DATA FOR THIS EXERCISE Start Marker

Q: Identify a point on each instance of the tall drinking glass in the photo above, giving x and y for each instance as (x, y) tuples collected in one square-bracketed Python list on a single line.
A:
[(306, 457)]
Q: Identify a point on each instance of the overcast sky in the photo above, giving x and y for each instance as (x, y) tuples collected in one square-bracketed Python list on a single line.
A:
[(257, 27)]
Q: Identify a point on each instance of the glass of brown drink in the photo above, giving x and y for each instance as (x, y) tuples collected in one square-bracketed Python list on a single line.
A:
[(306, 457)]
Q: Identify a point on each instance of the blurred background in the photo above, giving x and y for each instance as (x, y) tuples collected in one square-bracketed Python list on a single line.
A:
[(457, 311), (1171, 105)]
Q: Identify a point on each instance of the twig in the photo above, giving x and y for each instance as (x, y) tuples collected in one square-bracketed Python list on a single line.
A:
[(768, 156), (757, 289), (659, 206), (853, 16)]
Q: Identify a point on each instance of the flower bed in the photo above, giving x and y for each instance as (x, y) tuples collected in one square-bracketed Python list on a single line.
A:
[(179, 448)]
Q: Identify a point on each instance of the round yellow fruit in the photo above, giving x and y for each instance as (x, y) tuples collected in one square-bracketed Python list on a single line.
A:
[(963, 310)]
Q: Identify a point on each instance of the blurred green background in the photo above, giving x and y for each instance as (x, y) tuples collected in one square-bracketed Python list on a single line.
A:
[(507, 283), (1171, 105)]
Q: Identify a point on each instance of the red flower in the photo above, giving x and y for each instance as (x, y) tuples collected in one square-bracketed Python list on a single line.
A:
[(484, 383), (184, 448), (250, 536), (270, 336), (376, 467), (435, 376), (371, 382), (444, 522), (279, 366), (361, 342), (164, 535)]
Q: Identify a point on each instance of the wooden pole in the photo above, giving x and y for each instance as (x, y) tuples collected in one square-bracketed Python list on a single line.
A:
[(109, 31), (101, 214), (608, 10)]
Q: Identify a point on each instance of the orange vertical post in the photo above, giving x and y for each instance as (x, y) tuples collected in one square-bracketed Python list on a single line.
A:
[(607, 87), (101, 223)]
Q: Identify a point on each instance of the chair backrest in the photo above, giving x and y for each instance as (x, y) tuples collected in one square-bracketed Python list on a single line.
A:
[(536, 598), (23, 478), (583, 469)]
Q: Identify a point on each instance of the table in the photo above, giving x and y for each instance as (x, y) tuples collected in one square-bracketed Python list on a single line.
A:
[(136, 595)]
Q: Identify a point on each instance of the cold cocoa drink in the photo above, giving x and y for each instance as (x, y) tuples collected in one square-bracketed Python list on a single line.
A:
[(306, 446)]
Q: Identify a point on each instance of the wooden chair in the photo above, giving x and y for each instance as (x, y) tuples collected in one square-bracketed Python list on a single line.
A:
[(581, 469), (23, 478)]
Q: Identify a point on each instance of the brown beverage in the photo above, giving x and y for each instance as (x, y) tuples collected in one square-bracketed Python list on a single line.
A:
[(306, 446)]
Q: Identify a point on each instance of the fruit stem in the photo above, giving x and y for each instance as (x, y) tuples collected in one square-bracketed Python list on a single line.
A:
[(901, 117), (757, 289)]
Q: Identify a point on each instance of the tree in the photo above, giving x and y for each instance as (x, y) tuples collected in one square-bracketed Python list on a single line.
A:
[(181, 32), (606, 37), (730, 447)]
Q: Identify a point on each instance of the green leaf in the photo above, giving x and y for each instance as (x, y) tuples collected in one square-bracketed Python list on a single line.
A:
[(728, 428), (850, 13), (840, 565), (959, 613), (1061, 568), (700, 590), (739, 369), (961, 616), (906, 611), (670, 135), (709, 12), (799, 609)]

DATA FOR THIS EXERCISE End Marker

• [TASK REQUIREMENTS] Reproduce each entry exactly, with nothing missing.

• [YOUR SOLUTION]
Q: Identify a point on each instance of the tall drinking glass in the photo above, giving x and y for each instance as (x, y) tuples collected in one square-bracketed Python list on a single line.
A:
[(306, 457)]
Q: Identify a point on each instance of the overcast sky in the photo above, giving x and y for each instance as (x, y) tuples collected in one square-bracketed Python list on a single line.
A:
[(257, 27)]
Q: Identify a point on each instance of the glass of brown drink in the photo above, giving x and y for each instance as (x, y) tuples collected in one square-bracketed Python list on a single line.
A:
[(306, 457)]
Q: Identify a point on each instance of the blurred background in the photo above, giving x and y for each instance as (x, y) tuples collected in one square-bracketed Python list on a single line.
A:
[(457, 311), (1171, 105)]
Q: Identify a point on each instance of the twig in the photo above, giving x and y for each instance as (x, y) tuples collected in one square-bracketed Python list on a single line.
A:
[(768, 156), (757, 289), (659, 206), (853, 16)]
Q: Identify a point on each instance of the flower bed in the photo above, giving x and y for each instance as (x, y) tuples collected in one square-bracketed Python list on a single line.
A:
[(179, 448)]
Q: Identify a point on each instance of the round yellow fruit in the photo above, giving x and y for each instance as (x, y) tuples collected in one square-bracketed Python list on a single line.
A:
[(963, 310)]
Q: Identify a point on each instance of the blurred green background in the photo above, giving x and y for each instance as (x, y) tuples collected in one square-bracketed Python list on a single line.
A:
[(507, 283), (1171, 105)]
Q: Identify a point on each instance of the red flower in the photo above, giving x and y for each instance as (x, y) tuples collected in one square-bracketed Python list on a single line.
A:
[(484, 383), (184, 448), (250, 536), (270, 336), (376, 467), (435, 376), (371, 382), (444, 522), (279, 366), (361, 342), (164, 535)]
Q: Identify a point on each instance of the wooden pole in the photo above, giving x and y for each instance as (x, y) tuples collected in one square-bracketed Python list on a single line.
A:
[(109, 31), (101, 214), (608, 10)]
Q: Identify a point on each instance of the orange vertical post in the photo above, giving x and y for each instance as (x, y) tuples collected in one square-bracketed Python list on a single line.
A:
[(607, 87), (101, 223)]
Q: Identify a point on each instance of the chair backrest in the photo above, giving x and y for each instance as (x, y) tuples collected in one square-bracketed Python list on a single line.
A:
[(536, 598), (23, 478), (583, 469)]
Q: Identify a point on each instance of the table in the photo above, giving x and y for each instance as (x, y) tuples collected in one square-bracketed Python list on a single line.
A:
[(136, 595)]
Q: Identify a point on each instance of the cold cocoa drink in the photo above, giving x and y for each instance as (x, y) tuples collected in one square-bracketed Python list on a single line.
A:
[(306, 446)]
Q: Identify a point on each instance of the wooden chair in the photo above, giving x and y for each instance as (x, y) tuples collected in one square-bracketed Python list on a single line.
A:
[(581, 469), (23, 478)]
Q: Identify a point on each instance of the brown beverage in the photo above, giving x and y for each instance as (x, y) tuples collected in one square-bracketed Python list on a single line.
A:
[(306, 446)]
Q: Identify a point on each instance of the fruit stem in the photo above, giving x and y for each instance as (x, y) tuples collected in one square-bracketed Python list on a single line.
A:
[(901, 117), (757, 289)]
Q: Identify a point on each instance of the tree in the photo above, giving x and y for each instance as (x, y) tuples collected in one square-bracketed Python list on a single line.
A:
[(181, 32), (606, 37), (730, 447)]
Q: Identify a point on each instance of the green leaf in the photo above, giving x and y for each instance as (x, y) tuples collected in one square-bracketed Python list on a single line.
A:
[(728, 428), (850, 13), (840, 565), (959, 613), (1061, 568), (700, 590), (739, 369), (961, 616), (906, 611), (670, 135), (709, 12), (799, 609)]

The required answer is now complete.